# [Aim]
Rewrite the entries from the line containing "Please, if you could, draw a box around the cab" through the end of the entries, both ends included, replacing "tailgate" with "rear gate" and changing nothing else.

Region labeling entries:
-- START --

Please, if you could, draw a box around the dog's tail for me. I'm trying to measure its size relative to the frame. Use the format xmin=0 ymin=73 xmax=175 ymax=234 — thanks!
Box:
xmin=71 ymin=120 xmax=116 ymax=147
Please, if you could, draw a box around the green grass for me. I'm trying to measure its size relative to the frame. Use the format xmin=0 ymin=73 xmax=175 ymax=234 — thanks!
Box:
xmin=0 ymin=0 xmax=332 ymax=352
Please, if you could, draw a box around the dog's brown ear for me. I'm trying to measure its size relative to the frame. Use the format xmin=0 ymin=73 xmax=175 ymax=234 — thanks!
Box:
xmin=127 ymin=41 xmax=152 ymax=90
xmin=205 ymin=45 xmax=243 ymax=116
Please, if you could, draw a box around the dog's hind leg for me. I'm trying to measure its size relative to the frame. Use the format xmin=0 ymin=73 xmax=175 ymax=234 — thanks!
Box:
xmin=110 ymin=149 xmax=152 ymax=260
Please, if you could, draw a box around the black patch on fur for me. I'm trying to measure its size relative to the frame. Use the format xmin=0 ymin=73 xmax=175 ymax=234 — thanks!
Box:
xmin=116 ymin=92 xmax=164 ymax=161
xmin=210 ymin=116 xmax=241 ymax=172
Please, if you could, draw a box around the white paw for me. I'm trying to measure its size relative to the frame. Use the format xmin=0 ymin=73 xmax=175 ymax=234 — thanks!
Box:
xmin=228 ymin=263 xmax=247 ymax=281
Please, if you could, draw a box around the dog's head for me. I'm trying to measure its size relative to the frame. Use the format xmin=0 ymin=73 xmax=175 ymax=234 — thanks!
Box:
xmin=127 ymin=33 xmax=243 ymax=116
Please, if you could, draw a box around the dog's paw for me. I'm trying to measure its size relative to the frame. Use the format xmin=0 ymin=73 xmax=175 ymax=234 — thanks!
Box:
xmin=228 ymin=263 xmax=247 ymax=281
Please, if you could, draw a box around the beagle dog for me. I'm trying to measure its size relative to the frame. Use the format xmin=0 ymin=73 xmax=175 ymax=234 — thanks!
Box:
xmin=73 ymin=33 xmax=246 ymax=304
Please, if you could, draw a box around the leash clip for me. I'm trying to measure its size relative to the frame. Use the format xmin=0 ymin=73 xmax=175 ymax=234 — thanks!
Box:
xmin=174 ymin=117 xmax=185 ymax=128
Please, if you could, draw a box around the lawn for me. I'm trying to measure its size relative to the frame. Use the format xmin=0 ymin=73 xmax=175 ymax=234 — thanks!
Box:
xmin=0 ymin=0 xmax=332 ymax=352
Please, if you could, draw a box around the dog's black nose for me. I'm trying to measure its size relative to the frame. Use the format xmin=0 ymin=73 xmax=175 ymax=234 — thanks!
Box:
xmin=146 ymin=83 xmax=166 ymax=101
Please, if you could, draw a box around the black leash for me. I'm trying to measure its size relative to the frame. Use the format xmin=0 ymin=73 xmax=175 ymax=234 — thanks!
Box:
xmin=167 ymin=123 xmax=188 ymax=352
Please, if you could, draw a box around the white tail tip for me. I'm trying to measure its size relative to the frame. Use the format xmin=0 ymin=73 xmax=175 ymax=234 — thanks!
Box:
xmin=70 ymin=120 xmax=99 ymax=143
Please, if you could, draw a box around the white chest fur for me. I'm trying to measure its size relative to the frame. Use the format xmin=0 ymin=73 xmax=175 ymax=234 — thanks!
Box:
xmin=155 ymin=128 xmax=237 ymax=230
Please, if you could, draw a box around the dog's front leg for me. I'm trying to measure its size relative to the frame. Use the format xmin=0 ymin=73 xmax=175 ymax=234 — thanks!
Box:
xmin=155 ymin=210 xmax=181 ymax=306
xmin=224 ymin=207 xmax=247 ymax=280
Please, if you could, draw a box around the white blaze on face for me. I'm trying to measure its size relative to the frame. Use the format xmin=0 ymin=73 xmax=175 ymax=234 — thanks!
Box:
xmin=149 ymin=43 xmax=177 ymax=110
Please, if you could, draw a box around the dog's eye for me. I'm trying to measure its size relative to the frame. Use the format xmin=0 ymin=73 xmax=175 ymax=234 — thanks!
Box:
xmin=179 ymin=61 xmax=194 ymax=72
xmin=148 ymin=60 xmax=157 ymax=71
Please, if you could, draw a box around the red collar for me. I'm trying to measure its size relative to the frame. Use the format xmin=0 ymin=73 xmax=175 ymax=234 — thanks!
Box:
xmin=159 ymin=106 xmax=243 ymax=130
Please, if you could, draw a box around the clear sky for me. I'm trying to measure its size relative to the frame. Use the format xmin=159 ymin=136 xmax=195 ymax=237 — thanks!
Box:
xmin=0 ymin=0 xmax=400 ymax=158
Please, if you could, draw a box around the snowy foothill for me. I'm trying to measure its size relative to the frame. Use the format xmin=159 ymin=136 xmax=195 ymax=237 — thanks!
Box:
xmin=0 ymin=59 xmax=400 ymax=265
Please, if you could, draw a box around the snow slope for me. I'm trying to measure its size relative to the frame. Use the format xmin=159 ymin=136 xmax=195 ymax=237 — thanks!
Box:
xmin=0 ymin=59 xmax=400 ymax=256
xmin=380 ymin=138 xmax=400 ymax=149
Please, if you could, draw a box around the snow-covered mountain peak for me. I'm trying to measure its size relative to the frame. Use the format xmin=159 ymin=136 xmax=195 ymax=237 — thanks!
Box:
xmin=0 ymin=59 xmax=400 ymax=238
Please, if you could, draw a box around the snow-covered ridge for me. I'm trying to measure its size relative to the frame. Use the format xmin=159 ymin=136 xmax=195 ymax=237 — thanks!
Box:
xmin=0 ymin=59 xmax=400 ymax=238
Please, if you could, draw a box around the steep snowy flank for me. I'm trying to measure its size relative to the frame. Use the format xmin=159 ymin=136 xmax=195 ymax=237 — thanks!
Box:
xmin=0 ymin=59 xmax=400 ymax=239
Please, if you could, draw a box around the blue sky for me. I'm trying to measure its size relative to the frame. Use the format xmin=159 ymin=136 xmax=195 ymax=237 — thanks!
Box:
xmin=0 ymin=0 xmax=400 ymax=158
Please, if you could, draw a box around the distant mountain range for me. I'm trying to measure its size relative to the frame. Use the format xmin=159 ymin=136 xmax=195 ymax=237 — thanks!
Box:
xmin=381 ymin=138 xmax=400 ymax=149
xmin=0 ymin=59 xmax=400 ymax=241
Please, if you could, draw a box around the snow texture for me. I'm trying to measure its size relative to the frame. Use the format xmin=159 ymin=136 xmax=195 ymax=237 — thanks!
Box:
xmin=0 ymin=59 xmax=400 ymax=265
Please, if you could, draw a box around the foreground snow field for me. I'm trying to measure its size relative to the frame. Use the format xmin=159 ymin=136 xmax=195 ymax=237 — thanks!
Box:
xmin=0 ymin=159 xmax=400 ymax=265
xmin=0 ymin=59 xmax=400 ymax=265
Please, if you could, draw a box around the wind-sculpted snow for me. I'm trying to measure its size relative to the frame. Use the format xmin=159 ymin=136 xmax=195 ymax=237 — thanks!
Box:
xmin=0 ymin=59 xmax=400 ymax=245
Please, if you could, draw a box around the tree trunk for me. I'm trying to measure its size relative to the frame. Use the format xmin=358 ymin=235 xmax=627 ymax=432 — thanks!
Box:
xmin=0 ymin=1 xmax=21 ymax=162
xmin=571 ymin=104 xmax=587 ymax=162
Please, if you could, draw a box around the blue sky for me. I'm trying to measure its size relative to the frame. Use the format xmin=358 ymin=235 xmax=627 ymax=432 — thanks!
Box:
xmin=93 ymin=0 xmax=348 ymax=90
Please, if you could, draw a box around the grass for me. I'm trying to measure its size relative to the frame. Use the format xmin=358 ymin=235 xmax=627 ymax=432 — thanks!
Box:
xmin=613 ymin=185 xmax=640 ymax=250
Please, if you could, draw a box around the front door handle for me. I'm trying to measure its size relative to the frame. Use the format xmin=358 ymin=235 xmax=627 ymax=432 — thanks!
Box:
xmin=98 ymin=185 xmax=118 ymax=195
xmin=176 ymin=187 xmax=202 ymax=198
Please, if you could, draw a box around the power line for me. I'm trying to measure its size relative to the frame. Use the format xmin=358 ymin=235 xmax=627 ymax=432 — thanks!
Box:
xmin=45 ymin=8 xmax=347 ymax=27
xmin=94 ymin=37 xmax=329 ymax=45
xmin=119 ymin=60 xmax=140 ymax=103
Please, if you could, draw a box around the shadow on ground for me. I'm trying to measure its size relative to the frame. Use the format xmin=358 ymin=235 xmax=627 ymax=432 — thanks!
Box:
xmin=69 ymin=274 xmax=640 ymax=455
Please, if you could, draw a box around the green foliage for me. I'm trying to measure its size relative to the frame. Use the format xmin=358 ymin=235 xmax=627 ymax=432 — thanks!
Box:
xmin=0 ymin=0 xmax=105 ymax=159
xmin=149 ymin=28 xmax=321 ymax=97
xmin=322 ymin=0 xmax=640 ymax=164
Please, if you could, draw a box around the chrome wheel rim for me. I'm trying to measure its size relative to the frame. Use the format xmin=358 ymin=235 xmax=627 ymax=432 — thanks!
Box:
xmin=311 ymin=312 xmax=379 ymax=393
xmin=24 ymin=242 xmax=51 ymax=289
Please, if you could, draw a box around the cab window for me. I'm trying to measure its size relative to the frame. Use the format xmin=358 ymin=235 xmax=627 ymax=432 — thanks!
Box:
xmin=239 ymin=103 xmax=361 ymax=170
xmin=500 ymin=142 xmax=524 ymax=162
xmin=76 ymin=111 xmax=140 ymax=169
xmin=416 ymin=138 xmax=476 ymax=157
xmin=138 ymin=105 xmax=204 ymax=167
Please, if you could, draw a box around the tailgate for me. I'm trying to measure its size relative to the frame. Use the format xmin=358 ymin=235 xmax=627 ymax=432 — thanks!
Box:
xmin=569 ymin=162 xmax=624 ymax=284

-- END --

# [Task solution]
Please, if you could, draw a box around the cab window for me. I'm trying to measure its size relative to the frame. Use the format xmin=358 ymin=235 xmax=627 ymax=432 — thanks!
Box:
xmin=239 ymin=103 xmax=361 ymax=170
xmin=500 ymin=142 xmax=524 ymax=162
xmin=76 ymin=111 xmax=140 ymax=169
xmin=416 ymin=138 xmax=476 ymax=157
xmin=138 ymin=105 xmax=204 ymax=167
Please, if you could, draw a box around the rear gate for me. I'm trying to measure its size relative to the frame. Use the format xmin=358 ymin=235 xmax=627 ymax=432 — thanks!
Box:
xmin=569 ymin=162 xmax=624 ymax=284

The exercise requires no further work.